In a prospective study Odberg and Riise7 reported an increase in disc cupping by stereophotography in 19 of 46 eyes without a change in the visual field after 5 to 7 years, while only 1 eye showed a field abnormality in the absence of any discernible disc alteration. Other clinical studies have documented optic nerve abnormalities and defects in the retinal nerve fiber layer (RNFL) in advance of the appearance of visual field defects.5, 8 In a longitudinal study, Zeyen and Caprioli5 demonstrated that 40% of contralateral eyes of patients with unilateral visual field loss had progression of disc damage with normal visual fields during a 6-year follow-up period. It appears that the ratio of disc change to field change is high in the early stages of glaucomatous damage, as further demonstrated by Jonas and Grundler.9 It is generally appreciated by clinicians that the development of a reproducible glaucomatous visual field defect is characteristic of patients with moderate to well-established disease, but not with early disease.

[PROBLEM] According to the passage on glaucomatous damage, what percentage of contralateral eyes of patients with unilateral visual field loss showed progression of disc damage with normal visual fields in the Zeyen and Caprioli study? The records that follow are not required for the exercise.

Annotated image localization data:
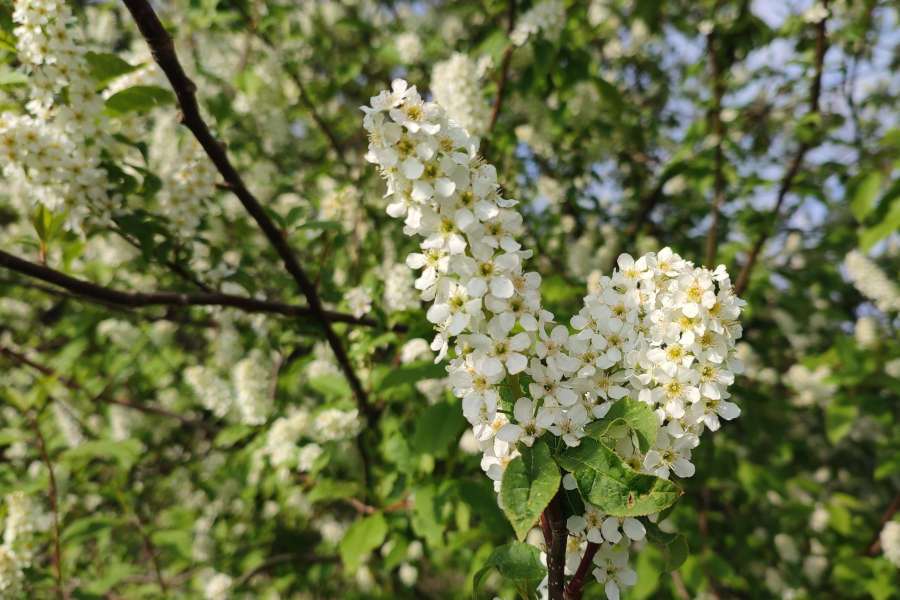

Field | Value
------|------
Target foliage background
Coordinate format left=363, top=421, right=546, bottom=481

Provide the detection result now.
left=0, top=0, right=900, bottom=599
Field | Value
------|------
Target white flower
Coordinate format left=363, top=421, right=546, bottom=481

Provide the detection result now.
left=644, top=431, right=695, bottom=479
left=233, top=350, right=272, bottom=425
left=878, top=521, right=900, bottom=569
left=203, top=573, right=233, bottom=600
left=594, top=544, right=637, bottom=600
left=844, top=250, right=900, bottom=312
left=509, top=0, right=566, bottom=46
left=431, top=52, right=490, bottom=136
left=344, top=287, right=372, bottom=319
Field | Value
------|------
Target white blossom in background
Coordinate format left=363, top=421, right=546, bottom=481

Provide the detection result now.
left=431, top=52, right=490, bottom=136
left=184, top=365, right=235, bottom=418
left=394, top=31, right=422, bottom=65
left=853, top=316, right=880, bottom=349
left=232, top=350, right=272, bottom=425
left=0, top=0, right=112, bottom=231
left=360, top=80, right=744, bottom=598
left=344, top=286, right=372, bottom=319
left=878, top=521, right=900, bottom=569
left=383, top=263, right=419, bottom=313
left=844, top=250, right=900, bottom=313
left=509, top=0, right=566, bottom=46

[TASK SOLUTION] 40%, during a 6-year follow-up period.